- _SOURCE MATERIAL_

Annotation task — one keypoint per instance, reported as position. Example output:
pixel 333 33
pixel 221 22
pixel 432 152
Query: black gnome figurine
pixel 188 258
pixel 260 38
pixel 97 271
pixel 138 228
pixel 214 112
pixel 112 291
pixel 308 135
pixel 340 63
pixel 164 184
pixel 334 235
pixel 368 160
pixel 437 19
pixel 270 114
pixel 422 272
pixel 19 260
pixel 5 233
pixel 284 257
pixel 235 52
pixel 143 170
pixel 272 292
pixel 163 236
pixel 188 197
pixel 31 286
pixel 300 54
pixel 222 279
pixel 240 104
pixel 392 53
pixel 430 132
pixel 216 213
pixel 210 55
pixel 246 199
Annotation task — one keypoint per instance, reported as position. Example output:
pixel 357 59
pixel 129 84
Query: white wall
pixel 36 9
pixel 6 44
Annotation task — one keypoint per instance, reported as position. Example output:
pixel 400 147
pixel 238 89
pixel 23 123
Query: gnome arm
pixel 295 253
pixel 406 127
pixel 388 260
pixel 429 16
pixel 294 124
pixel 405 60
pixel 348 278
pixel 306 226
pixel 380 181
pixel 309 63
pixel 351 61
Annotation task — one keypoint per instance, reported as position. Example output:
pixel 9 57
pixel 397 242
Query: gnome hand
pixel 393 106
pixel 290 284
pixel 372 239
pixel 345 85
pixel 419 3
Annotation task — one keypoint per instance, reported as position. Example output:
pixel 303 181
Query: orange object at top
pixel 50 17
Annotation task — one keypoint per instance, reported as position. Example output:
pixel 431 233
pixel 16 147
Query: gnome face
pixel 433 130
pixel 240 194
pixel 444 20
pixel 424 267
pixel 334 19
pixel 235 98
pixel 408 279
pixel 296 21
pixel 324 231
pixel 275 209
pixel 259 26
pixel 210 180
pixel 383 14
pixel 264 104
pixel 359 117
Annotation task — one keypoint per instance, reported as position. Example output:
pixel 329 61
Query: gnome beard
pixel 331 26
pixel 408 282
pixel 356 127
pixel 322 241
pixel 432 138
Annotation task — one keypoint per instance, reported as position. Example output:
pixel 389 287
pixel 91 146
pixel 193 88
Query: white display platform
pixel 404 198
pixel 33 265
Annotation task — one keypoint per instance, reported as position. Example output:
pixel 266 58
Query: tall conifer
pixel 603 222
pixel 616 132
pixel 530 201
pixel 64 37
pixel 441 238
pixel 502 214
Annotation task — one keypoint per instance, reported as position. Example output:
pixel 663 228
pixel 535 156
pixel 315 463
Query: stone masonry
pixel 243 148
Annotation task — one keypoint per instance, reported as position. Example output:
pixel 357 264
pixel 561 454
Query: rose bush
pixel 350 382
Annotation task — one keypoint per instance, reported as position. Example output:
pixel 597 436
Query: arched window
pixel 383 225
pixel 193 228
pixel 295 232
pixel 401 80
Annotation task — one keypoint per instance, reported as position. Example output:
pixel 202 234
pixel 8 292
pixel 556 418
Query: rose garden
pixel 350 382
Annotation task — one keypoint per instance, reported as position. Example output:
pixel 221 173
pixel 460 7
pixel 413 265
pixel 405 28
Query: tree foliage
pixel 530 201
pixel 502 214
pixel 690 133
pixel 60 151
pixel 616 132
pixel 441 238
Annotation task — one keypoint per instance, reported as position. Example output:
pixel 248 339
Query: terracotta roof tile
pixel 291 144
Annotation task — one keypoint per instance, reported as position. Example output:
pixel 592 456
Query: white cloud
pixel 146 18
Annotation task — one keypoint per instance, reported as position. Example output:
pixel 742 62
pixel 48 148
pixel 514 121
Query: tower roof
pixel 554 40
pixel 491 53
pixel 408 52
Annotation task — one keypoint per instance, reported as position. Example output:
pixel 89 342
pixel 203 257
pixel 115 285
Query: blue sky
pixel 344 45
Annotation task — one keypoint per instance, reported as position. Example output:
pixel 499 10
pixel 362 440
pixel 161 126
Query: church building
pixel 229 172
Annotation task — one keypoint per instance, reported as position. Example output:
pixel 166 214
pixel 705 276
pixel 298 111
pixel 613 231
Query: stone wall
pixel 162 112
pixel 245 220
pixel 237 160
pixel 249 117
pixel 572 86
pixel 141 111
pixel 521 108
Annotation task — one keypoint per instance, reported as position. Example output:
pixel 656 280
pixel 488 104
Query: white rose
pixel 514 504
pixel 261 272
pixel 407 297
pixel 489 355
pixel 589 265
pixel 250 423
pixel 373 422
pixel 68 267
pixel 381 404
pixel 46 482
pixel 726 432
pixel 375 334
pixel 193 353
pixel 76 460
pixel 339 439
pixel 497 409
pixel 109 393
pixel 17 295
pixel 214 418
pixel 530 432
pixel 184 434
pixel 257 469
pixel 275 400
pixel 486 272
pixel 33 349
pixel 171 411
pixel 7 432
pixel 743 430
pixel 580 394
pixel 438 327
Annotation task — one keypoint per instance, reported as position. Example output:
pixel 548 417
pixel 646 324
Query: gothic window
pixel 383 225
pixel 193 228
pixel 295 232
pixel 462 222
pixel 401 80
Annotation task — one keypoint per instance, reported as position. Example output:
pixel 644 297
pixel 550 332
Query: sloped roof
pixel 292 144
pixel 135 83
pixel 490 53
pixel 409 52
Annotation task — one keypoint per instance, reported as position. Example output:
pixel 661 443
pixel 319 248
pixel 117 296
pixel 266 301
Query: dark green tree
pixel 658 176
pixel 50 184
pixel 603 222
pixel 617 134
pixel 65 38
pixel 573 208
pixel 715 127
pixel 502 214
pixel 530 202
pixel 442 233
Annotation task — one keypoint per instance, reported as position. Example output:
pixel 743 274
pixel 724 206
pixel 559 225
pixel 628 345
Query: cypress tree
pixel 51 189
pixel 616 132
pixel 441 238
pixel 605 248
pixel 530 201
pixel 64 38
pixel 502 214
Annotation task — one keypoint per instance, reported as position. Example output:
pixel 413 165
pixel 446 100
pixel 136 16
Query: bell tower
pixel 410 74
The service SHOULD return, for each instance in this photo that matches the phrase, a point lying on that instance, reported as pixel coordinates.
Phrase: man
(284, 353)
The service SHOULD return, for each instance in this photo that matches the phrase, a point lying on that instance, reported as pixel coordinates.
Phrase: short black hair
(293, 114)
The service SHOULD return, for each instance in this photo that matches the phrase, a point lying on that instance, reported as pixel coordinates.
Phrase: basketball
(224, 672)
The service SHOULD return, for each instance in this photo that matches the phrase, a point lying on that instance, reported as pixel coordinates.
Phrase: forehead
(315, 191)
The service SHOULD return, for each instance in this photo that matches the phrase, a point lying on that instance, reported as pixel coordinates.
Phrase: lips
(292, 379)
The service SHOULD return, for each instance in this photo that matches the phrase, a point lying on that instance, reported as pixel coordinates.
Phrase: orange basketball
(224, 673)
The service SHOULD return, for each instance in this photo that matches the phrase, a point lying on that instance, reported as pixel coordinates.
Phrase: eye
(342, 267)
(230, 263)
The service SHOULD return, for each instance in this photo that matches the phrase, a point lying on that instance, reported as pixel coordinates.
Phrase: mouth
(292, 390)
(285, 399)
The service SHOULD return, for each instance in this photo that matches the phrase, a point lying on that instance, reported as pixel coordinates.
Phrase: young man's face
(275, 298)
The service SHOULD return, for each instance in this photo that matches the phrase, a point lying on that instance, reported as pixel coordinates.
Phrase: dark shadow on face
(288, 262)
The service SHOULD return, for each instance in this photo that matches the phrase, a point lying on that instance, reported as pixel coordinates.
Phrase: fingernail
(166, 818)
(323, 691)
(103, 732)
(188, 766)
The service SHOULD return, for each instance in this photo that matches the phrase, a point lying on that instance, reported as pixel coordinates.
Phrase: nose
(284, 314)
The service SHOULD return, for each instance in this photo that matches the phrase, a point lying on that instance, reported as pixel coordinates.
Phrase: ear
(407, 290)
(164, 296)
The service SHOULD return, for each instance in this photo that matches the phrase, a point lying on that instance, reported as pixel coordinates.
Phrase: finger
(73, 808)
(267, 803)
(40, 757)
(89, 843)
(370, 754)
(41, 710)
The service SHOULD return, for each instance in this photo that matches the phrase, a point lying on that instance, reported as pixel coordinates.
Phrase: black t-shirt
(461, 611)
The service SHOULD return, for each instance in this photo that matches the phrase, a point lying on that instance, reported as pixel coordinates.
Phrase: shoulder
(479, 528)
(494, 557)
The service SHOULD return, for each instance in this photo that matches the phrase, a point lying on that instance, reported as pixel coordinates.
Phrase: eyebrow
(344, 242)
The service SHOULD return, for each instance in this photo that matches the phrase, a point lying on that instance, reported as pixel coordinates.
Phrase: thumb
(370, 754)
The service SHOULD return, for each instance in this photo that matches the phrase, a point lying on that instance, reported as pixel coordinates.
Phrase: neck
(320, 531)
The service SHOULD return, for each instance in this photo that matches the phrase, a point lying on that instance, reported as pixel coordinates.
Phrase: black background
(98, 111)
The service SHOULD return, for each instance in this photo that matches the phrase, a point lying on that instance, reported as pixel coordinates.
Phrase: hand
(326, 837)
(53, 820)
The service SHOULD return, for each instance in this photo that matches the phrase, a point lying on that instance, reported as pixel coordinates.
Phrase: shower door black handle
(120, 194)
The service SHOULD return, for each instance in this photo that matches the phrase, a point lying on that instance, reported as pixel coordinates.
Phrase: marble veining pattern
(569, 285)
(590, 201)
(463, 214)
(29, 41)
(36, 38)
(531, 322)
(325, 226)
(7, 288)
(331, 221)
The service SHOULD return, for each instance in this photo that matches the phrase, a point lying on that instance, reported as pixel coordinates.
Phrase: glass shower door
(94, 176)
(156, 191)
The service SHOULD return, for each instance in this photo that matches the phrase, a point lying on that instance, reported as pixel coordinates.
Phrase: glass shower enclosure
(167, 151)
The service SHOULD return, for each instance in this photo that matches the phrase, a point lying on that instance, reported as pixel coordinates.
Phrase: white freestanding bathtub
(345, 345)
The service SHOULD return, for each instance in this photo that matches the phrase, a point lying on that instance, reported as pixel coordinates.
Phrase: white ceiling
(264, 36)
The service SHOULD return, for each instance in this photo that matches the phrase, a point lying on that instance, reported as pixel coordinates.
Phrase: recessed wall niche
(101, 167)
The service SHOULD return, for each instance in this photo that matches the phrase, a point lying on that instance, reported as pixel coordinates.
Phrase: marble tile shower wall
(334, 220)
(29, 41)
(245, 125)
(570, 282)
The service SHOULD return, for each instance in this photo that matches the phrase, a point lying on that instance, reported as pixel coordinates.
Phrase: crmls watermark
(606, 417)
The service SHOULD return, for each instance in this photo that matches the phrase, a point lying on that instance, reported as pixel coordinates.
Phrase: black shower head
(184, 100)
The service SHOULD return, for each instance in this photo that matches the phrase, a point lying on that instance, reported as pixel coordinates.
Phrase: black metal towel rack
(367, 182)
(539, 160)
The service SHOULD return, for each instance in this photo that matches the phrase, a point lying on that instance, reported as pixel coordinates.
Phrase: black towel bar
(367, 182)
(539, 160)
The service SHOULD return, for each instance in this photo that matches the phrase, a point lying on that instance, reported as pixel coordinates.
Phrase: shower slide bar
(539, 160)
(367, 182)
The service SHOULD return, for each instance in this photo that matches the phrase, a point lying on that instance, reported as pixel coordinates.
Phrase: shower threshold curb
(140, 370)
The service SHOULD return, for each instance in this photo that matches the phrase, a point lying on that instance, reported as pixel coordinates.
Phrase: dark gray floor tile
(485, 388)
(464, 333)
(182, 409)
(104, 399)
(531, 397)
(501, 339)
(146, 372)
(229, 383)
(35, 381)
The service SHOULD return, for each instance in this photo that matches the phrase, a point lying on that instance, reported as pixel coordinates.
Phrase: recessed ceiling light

- _STATED TASK_
Copy the items above word for word, starting at their first line and stopping after the line that contains "pixel 246 199", including that line.

- _ANSWER IN FULL_
Annotation task — one keypoint per instance, reported as position. Example output:
pixel 333 33
pixel 221 22
pixel 432 152
Query: black gnome figurine
pixel 188 258
pixel 260 38
pixel 97 271
pixel 138 228
pixel 214 112
pixel 112 291
pixel 308 135
pixel 340 63
pixel 164 184
pixel 334 235
pixel 368 160
pixel 437 19
pixel 270 114
pixel 422 272
pixel 19 260
pixel 5 233
pixel 284 257
pixel 235 52
pixel 143 170
pixel 272 292
pixel 163 236
pixel 188 197
pixel 31 286
pixel 300 54
pixel 222 279
pixel 240 104
pixel 392 53
pixel 430 132
pixel 216 213
pixel 210 55
pixel 246 199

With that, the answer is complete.